■ YOUR GOAL:
The pictures are to be dropped, and the records below are to be restated word for word.

■ DATASET EXTRACT:
_ _ _ _ _ _ _

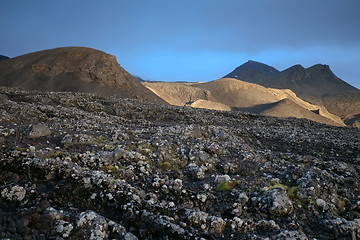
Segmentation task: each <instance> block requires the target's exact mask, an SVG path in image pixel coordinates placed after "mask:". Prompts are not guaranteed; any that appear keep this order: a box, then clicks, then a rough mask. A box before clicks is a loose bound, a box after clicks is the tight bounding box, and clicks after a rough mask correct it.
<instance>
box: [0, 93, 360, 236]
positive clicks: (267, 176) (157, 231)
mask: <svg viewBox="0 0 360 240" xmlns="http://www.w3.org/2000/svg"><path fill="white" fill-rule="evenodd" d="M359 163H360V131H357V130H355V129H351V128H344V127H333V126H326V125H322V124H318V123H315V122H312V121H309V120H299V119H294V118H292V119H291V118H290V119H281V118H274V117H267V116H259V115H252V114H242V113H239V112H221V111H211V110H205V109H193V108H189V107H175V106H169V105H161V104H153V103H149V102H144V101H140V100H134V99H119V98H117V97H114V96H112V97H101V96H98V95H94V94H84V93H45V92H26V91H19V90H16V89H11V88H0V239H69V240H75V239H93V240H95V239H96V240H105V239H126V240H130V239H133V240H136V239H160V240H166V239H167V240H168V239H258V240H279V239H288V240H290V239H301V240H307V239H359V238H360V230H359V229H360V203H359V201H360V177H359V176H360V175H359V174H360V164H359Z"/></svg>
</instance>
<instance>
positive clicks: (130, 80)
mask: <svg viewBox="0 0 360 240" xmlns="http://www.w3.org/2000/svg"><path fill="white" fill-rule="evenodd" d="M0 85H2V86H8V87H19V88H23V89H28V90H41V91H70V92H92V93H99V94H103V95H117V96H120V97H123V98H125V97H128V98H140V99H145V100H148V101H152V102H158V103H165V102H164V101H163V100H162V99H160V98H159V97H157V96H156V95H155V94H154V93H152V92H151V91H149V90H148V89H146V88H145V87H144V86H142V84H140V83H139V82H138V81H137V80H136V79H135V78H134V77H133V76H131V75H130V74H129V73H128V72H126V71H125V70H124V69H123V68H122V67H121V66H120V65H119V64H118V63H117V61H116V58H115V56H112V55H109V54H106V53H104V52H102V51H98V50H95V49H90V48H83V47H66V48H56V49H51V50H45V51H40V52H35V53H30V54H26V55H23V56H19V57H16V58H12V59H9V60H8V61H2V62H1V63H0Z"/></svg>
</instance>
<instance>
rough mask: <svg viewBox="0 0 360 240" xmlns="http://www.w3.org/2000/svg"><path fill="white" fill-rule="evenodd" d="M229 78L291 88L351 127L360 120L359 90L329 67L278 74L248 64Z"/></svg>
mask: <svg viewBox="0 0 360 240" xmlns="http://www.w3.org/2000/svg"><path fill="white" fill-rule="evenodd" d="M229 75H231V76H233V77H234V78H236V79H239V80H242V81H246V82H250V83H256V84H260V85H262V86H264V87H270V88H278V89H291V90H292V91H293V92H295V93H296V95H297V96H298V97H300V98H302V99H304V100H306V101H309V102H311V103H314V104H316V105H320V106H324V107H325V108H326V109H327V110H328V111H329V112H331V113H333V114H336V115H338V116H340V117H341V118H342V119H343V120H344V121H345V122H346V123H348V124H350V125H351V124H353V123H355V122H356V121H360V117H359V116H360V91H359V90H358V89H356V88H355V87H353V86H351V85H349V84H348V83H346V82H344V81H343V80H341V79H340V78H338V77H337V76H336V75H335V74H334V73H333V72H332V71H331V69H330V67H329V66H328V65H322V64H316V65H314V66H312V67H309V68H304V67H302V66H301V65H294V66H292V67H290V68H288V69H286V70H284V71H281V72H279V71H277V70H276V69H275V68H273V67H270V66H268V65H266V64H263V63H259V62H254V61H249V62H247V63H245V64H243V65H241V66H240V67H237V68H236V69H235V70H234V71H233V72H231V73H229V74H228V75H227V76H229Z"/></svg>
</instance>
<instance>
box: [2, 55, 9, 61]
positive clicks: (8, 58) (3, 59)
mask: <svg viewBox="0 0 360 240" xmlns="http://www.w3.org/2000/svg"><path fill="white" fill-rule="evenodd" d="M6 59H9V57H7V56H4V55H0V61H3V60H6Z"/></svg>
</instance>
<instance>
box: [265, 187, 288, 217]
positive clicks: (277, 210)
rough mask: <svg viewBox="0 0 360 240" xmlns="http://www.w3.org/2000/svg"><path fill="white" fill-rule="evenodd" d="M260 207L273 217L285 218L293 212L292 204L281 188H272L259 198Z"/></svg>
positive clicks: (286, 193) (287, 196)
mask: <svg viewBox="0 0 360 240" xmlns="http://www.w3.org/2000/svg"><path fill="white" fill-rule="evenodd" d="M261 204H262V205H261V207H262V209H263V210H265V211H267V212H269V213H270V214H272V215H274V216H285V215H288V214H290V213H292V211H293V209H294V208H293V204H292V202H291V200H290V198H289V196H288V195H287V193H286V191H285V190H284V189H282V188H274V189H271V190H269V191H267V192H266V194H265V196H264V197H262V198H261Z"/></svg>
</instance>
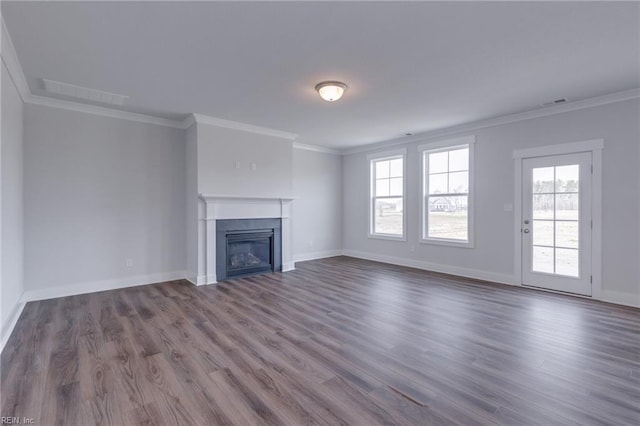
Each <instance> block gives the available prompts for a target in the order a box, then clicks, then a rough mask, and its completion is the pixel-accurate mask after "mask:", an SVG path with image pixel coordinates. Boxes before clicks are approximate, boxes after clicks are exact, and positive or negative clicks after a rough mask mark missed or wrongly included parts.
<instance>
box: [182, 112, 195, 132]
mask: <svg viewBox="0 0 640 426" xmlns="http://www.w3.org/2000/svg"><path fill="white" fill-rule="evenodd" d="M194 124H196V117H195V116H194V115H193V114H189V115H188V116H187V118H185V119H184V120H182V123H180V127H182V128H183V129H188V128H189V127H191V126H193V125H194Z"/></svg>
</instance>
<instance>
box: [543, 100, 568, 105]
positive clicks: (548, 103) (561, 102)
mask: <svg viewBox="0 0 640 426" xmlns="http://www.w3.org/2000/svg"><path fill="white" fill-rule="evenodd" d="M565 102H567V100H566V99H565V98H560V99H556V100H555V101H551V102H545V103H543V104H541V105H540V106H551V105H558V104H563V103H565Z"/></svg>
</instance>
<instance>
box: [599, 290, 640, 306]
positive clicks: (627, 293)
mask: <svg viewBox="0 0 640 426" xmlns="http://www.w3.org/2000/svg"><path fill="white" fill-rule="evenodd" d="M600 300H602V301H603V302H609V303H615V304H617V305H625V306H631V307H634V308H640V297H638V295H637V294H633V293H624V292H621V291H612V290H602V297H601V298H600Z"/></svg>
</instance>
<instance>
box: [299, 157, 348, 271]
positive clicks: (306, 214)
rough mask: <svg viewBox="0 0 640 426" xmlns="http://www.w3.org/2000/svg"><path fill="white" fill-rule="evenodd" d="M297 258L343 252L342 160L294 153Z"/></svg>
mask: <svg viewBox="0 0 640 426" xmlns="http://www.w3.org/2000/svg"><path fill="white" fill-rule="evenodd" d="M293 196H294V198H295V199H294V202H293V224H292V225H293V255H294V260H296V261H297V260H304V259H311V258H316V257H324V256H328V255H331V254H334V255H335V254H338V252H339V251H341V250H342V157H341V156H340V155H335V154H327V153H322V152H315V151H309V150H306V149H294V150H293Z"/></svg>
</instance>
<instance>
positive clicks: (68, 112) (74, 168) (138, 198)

_ _ _ _ _ _ _

■ THE ANSWER:
Segmentation task: each <instance> block requires the target's exact mask, an SVG path in image pixel coordinates placed after "mask:". Prompts are not guaranteed; any that appear keep this order: a box, then clicks, then a rough mask. A box before clicks is a loose bound, a box after clicks is the tight bounding box, and clicks after a rough mask correct it.
<instance>
box: [0, 93, 360, 236]
positive clicks: (267, 176) (157, 231)
mask: <svg viewBox="0 0 360 240" xmlns="http://www.w3.org/2000/svg"><path fill="white" fill-rule="evenodd" d="M359 163H360V131H357V130H355V129H351V128H344V127H333V126H326V125H322V124H318V123H315V122H312V121H309V120H299V119H294V118H292V119H291V118H290V119H281V118H274V117H267V116H259V115H252V114H242V113H239V112H221V111H211V110H205V109H193V108H189V107H175V106H169V105H161V104H153V103H149V102H144V101H140V100H134V99H119V98H117V97H114V96H112V97H101V96H98V95H94V94H84V93H45V92H26V91H19V90H16V89H11V88H0V239H69V240H75V239H93V240H95V239H96V240H105V239H126V240H130V239H133V240H136V239H160V240H166V239H167V240H168V239H258V240H279V239H288V240H290V239H301V240H307V239H359V238H360V230H359V229H360V203H359V201H360V177H359V176H360V175H359V174H360V164H359Z"/></svg>
</instance>
<instance>
positive clicks: (130, 80)
mask: <svg viewBox="0 0 360 240" xmlns="http://www.w3.org/2000/svg"><path fill="white" fill-rule="evenodd" d="M0 85H2V86H8V87H19V88H23V89H28V90H41V91H70V92H92V93H99V94H103V95H117V96H120V97H123V98H125V97H128V98H140V99H145V100H148V101H152V102H158V103H165V102H164V101H163V100H162V99H160V98H159V97H157V96H156V95H155V94H154V93H152V92H151V91H149V90H148V89H146V88H145V87H144V86H142V84H140V83H139V82H138V81H137V80H136V79H135V78H134V77H133V76H131V75H130V74H129V73H128V72H126V71H125V70H124V69H123V68H122V67H121V66H120V65H119V64H118V63H117V61H116V58H115V56H112V55H109V54H106V53H104V52H102V51H98V50H95V49H90V48H83V47H66V48H56V49H51V50H45V51H40V52H35V53H30V54H26V55H23V56H19V57H16V58H12V59H9V60H8V61H2V62H1V63H0Z"/></svg>
</instance>
<instance>
rough mask: <svg viewBox="0 0 360 240" xmlns="http://www.w3.org/2000/svg"><path fill="white" fill-rule="evenodd" d="M229 78L291 88L351 127L360 120L359 90L329 67L278 74L248 64Z"/></svg>
mask: <svg viewBox="0 0 360 240" xmlns="http://www.w3.org/2000/svg"><path fill="white" fill-rule="evenodd" d="M229 75H231V76H233V77H234V78H236V79H239V80H242V81H246V82H250V83H256V84H260V85H262V86H264V87H270V88H278V89H291V90H292V91H293V92H295V93H296V95H297V96H298V97H300V98H302V99H304V100H306V101H309V102H311V103H314V104H316V105H320V106H324V107H325V108H326V109H327V110H328V111H329V112H331V113H333V114H336V115H338V116H340V117H341V118H342V119H343V120H344V121H345V122H346V123H348V124H350V125H351V124H353V123H355V122H356V121H360V117H359V116H360V91H359V90H358V89H356V88H355V87H353V86H351V85H349V84H348V83H346V82H344V81H343V80H341V79H340V78H338V77H337V76H336V75H335V74H334V73H333V72H332V71H331V69H330V67H329V66H328V65H322V64H316V65H314V66H312V67H309V68H304V67H302V66H301V65H294V66H292V67H290V68H288V69H286V70H284V71H281V72H279V71H277V70H276V69H275V68H273V67H270V66H268V65H266V64H263V63H259V62H254V61H249V62H247V63H245V64H243V65H241V66H240V67H237V68H236V69H235V70H234V71H233V72H231V73H229V74H228V75H227V76H229Z"/></svg>
</instance>
<instance>
box: [2, 55, 9, 61]
positive clicks: (8, 58) (3, 59)
mask: <svg viewBox="0 0 360 240" xmlns="http://www.w3.org/2000/svg"><path fill="white" fill-rule="evenodd" d="M6 59H9V57H7V56H4V55H0V61H3V60H6Z"/></svg>
</instance>
<instance>
box: [265, 187, 288, 217]
positive clicks: (277, 210)
rough mask: <svg viewBox="0 0 360 240" xmlns="http://www.w3.org/2000/svg"><path fill="white" fill-rule="evenodd" d="M260 207L273 217L285 218L293 212L292 204L281 188H272L259 198Z"/></svg>
positive clicks: (286, 193) (287, 196)
mask: <svg viewBox="0 0 360 240" xmlns="http://www.w3.org/2000/svg"><path fill="white" fill-rule="evenodd" d="M261 204H262V205H261V207H262V209H263V210H265V211H267V212H269V213H270V214H272V215H274V216H285V215H288V214H290V213H292V211H293V209H294V208H293V204H292V202H291V200H290V198H289V196H288V195H287V193H286V191H285V190H284V189H282V188H274V189H271V190H269V191H267V192H266V194H265V196H264V197H262V198H261Z"/></svg>
</instance>
Each <instance> block gives the available prompts for a target in the order a box, then clicks, then a rough mask, and its completion is the pixel-accurate mask after "mask:", an SVG path with image pixel coordinates. Boxes before clicks are approximate, boxes after clicks are exact, and positive or negative clicks after a rough mask mark missed or wrongly included parts.
<instance>
box: [182, 112, 195, 132]
mask: <svg viewBox="0 0 640 426" xmlns="http://www.w3.org/2000/svg"><path fill="white" fill-rule="evenodd" d="M194 124H196V117H195V116H194V115H193V114H189V115H188V116H187V118H185V119H184V120H182V123H180V127H182V128H183V129H188V128H189V127H191V126H193V125H194Z"/></svg>
</instance>
<instance>
box: [543, 100, 568, 105]
positive clicks: (548, 103) (561, 102)
mask: <svg viewBox="0 0 640 426" xmlns="http://www.w3.org/2000/svg"><path fill="white" fill-rule="evenodd" d="M565 102H567V100H566V99H565V98H560V99H556V100H555V101H551V102H545V103H543V104H541V105H540V106H551V105H558V104H563V103H565Z"/></svg>
</instance>
<instance>
box: [599, 290, 640, 306]
positive clicks: (627, 293)
mask: <svg viewBox="0 0 640 426" xmlns="http://www.w3.org/2000/svg"><path fill="white" fill-rule="evenodd" d="M600 300H602V301H603V302H609V303H615V304H617V305H625V306H631V307H634V308H640V297H638V295H637V294H633V293H624V292H621V291H612V290H602V297H601V298H600Z"/></svg>
</instance>
<instance>
box: [299, 157, 348, 271]
positive clicks: (306, 214)
rough mask: <svg viewBox="0 0 640 426" xmlns="http://www.w3.org/2000/svg"><path fill="white" fill-rule="evenodd" d="M297 258L343 252L342 160L294 153Z"/></svg>
mask: <svg viewBox="0 0 640 426" xmlns="http://www.w3.org/2000/svg"><path fill="white" fill-rule="evenodd" d="M293 196H294V198H295V199H294V202H293V224H292V225H293V255H294V260H296V261H297V260H304V259H311V258H316V257H324V256H328V255H331V254H334V255H335V254H338V252H339V251H341V250H342V157H341V156H340V155H335V154H327V153H322V152H315V151H309V150H306V149H294V150H293Z"/></svg>
</instance>
<instance>
positive clicks: (68, 112) (74, 168) (138, 198)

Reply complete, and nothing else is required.